Problem statement — State how many lines of the listing below contain the string "boot". Give only the number.

Record excerpts —
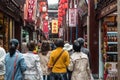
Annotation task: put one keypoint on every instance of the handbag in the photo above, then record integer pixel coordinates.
(50, 69)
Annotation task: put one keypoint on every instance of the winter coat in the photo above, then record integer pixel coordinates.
(17, 59)
(34, 71)
(79, 64)
(44, 61)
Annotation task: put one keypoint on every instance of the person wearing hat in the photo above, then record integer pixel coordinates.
(79, 64)
(69, 48)
(59, 61)
(14, 62)
(2, 56)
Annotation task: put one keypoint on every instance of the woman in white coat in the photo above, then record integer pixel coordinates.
(34, 71)
(79, 64)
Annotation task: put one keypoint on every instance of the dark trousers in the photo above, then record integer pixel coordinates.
(58, 76)
(46, 77)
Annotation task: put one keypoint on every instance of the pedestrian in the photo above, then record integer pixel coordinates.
(59, 61)
(32, 60)
(2, 56)
(44, 57)
(83, 49)
(38, 47)
(24, 46)
(14, 62)
(69, 48)
(79, 64)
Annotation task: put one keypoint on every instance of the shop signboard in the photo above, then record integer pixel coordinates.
(45, 27)
(60, 32)
(107, 10)
(83, 7)
(72, 17)
(54, 26)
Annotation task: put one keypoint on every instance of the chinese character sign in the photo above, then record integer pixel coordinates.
(54, 26)
(30, 10)
(72, 17)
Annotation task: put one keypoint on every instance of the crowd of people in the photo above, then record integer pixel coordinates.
(58, 60)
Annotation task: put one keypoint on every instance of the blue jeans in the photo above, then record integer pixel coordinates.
(58, 76)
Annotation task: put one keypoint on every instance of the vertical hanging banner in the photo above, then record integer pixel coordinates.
(54, 26)
(45, 28)
(60, 32)
(72, 17)
(30, 10)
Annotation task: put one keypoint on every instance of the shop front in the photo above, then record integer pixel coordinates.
(10, 22)
(108, 41)
(6, 29)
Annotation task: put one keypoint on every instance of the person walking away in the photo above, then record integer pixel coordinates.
(2, 56)
(69, 48)
(84, 50)
(44, 57)
(14, 62)
(59, 61)
(38, 47)
(32, 60)
(24, 46)
(79, 64)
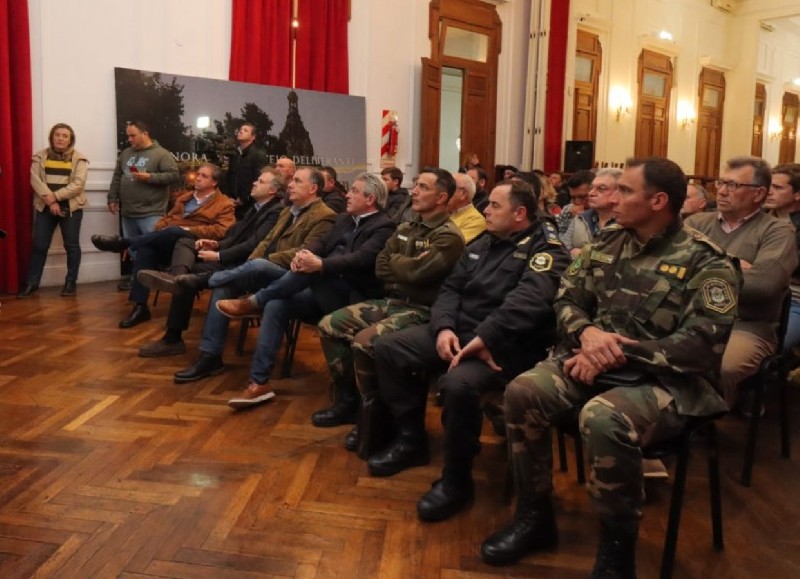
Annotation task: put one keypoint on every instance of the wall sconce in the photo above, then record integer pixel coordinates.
(619, 101)
(686, 114)
(775, 130)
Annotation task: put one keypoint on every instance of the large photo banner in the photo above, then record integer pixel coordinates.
(196, 120)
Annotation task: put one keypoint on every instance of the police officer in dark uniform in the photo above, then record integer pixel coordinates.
(493, 317)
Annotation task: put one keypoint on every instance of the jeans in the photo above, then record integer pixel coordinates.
(136, 226)
(44, 225)
(252, 274)
(276, 315)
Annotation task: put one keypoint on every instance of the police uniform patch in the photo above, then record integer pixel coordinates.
(717, 295)
(541, 262)
(575, 266)
(672, 269)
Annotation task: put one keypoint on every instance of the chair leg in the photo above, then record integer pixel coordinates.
(675, 508)
(786, 449)
(752, 435)
(714, 486)
(562, 450)
(292, 333)
(242, 336)
(579, 459)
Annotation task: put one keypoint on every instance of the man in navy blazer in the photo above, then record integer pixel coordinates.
(337, 271)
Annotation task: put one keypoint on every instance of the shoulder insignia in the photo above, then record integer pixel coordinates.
(575, 266)
(678, 271)
(601, 257)
(551, 233)
(717, 295)
(541, 262)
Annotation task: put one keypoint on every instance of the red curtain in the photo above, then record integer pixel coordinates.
(556, 70)
(261, 47)
(261, 42)
(322, 45)
(16, 142)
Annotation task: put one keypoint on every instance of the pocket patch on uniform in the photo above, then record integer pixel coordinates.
(541, 262)
(717, 295)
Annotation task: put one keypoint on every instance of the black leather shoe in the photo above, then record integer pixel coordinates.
(351, 439)
(140, 313)
(403, 453)
(28, 290)
(533, 528)
(206, 365)
(69, 289)
(444, 499)
(340, 412)
(193, 282)
(113, 243)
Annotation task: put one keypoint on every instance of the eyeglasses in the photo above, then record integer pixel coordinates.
(602, 189)
(733, 185)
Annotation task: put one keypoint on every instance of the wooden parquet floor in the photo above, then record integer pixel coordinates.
(108, 469)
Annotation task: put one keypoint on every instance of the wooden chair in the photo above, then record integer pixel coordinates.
(772, 372)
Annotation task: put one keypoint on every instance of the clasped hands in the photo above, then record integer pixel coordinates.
(449, 349)
(599, 352)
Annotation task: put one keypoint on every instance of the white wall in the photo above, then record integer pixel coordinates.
(76, 45)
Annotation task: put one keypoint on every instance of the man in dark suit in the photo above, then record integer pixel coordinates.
(239, 241)
(335, 272)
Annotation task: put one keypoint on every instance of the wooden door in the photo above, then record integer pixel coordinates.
(709, 122)
(791, 103)
(465, 34)
(588, 58)
(759, 107)
(652, 115)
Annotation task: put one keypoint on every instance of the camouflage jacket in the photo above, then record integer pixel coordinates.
(417, 258)
(676, 295)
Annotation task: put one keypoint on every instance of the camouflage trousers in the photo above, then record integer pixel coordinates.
(347, 336)
(614, 424)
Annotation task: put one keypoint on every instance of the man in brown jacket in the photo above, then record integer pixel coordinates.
(307, 219)
(203, 213)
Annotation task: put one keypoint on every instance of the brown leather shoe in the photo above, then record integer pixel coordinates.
(241, 308)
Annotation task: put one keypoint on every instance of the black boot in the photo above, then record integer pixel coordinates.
(344, 409)
(409, 448)
(448, 495)
(205, 366)
(616, 551)
(193, 282)
(140, 313)
(533, 528)
(28, 290)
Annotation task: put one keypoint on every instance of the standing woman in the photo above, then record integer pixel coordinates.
(58, 177)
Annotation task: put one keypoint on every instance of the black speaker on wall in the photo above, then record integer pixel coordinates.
(578, 155)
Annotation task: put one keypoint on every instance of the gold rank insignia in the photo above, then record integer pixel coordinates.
(717, 295)
(541, 262)
(677, 271)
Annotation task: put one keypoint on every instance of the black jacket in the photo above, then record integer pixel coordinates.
(243, 237)
(356, 264)
(503, 290)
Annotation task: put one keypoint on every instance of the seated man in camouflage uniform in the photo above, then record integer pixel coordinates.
(643, 313)
(493, 319)
(412, 265)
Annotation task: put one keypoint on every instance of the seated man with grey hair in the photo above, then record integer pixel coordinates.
(463, 213)
(696, 200)
(326, 275)
(765, 246)
(600, 210)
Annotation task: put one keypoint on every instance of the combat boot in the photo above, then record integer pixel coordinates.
(533, 528)
(616, 551)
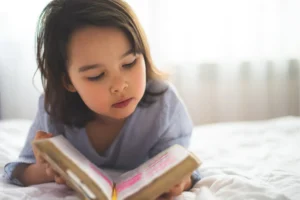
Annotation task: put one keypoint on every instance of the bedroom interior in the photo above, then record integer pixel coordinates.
(235, 64)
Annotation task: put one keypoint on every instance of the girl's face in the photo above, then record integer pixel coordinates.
(107, 75)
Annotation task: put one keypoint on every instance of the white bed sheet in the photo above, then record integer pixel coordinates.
(244, 160)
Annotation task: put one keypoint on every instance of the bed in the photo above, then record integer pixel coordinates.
(242, 160)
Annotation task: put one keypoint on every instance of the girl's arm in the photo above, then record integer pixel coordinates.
(32, 174)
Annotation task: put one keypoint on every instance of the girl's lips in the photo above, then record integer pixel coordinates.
(122, 104)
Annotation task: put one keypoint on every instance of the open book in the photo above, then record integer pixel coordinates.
(148, 181)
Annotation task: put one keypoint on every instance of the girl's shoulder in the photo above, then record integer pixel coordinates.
(44, 121)
(169, 97)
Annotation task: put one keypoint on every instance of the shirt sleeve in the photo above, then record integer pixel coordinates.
(26, 155)
(177, 128)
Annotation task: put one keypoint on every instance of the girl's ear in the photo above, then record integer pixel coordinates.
(67, 83)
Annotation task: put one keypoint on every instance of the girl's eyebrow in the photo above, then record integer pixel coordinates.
(130, 51)
(93, 66)
(88, 67)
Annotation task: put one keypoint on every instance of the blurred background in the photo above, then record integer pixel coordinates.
(230, 60)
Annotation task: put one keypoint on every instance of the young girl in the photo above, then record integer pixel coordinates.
(102, 92)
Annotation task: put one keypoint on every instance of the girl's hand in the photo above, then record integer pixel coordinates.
(176, 190)
(41, 161)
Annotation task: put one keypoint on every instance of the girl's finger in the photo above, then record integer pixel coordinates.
(50, 171)
(59, 180)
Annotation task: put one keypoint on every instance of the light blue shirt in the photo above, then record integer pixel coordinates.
(148, 131)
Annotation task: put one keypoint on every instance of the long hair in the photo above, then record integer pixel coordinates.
(57, 22)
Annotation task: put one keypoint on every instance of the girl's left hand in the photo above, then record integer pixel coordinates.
(176, 190)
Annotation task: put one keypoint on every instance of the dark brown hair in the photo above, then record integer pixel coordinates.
(59, 19)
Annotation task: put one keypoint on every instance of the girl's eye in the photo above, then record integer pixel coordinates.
(95, 78)
(130, 64)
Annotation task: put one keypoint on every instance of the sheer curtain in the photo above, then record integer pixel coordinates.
(230, 60)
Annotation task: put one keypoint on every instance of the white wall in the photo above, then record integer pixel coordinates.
(18, 96)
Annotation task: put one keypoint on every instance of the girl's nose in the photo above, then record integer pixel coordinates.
(118, 86)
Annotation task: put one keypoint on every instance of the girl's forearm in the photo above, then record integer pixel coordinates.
(32, 174)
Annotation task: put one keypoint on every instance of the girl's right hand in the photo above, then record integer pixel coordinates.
(41, 161)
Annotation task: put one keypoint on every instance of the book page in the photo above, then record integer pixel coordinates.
(134, 180)
(97, 175)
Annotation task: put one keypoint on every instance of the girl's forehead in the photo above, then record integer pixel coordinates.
(91, 44)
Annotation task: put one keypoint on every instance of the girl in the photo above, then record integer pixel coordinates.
(102, 92)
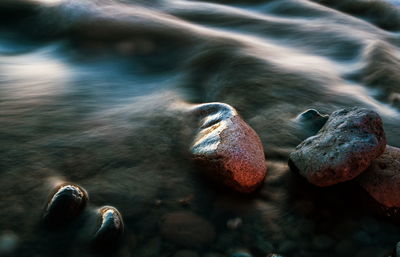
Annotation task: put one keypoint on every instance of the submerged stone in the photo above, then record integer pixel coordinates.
(382, 179)
(228, 149)
(111, 228)
(187, 229)
(344, 147)
(66, 203)
(311, 120)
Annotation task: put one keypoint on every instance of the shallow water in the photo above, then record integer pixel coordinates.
(95, 92)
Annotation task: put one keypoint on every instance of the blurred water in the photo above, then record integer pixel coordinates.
(95, 92)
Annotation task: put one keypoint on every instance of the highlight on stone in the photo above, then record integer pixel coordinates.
(227, 148)
(110, 228)
(65, 204)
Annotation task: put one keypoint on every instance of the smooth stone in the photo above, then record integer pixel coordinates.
(187, 229)
(312, 120)
(186, 253)
(111, 228)
(344, 147)
(228, 149)
(382, 179)
(65, 204)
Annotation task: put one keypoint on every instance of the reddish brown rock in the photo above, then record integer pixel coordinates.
(382, 179)
(187, 229)
(228, 149)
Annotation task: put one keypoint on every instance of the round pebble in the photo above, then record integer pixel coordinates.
(111, 228)
(65, 204)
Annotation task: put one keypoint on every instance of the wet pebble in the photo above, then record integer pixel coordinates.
(344, 147)
(228, 149)
(311, 120)
(234, 223)
(187, 229)
(65, 204)
(111, 228)
(382, 179)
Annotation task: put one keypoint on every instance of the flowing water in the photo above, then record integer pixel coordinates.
(94, 91)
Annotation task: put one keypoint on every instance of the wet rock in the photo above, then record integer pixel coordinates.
(187, 229)
(311, 120)
(8, 243)
(186, 253)
(228, 149)
(65, 204)
(111, 228)
(345, 146)
(234, 223)
(382, 179)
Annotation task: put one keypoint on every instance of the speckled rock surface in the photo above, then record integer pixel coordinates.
(344, 147)
(187, 229)
(382, 179)
(227, 148)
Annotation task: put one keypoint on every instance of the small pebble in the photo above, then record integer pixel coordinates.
(65, 204)
(110, 230)
(234, 223)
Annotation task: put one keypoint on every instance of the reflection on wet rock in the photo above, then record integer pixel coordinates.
(345, 146)
(187, 229)
(65, 204)
(111, 228)
(382, 179)
(227, 148)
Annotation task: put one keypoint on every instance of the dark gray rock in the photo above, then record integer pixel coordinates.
(227, 148)
(65, 204)
(187, 229)
(311, 120)
(382, 179)
(344, 147)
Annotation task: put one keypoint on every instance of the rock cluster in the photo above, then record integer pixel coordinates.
(227, 148)
(68, 202)
(351, 144)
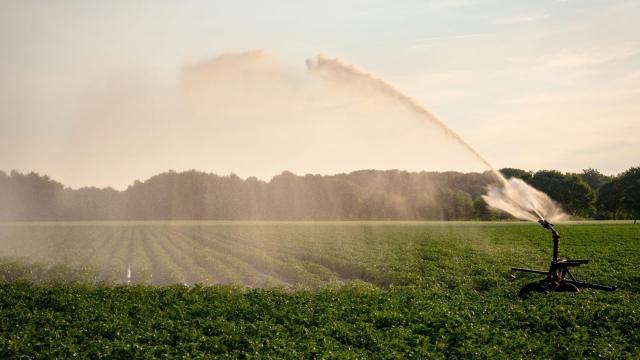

Final result — 2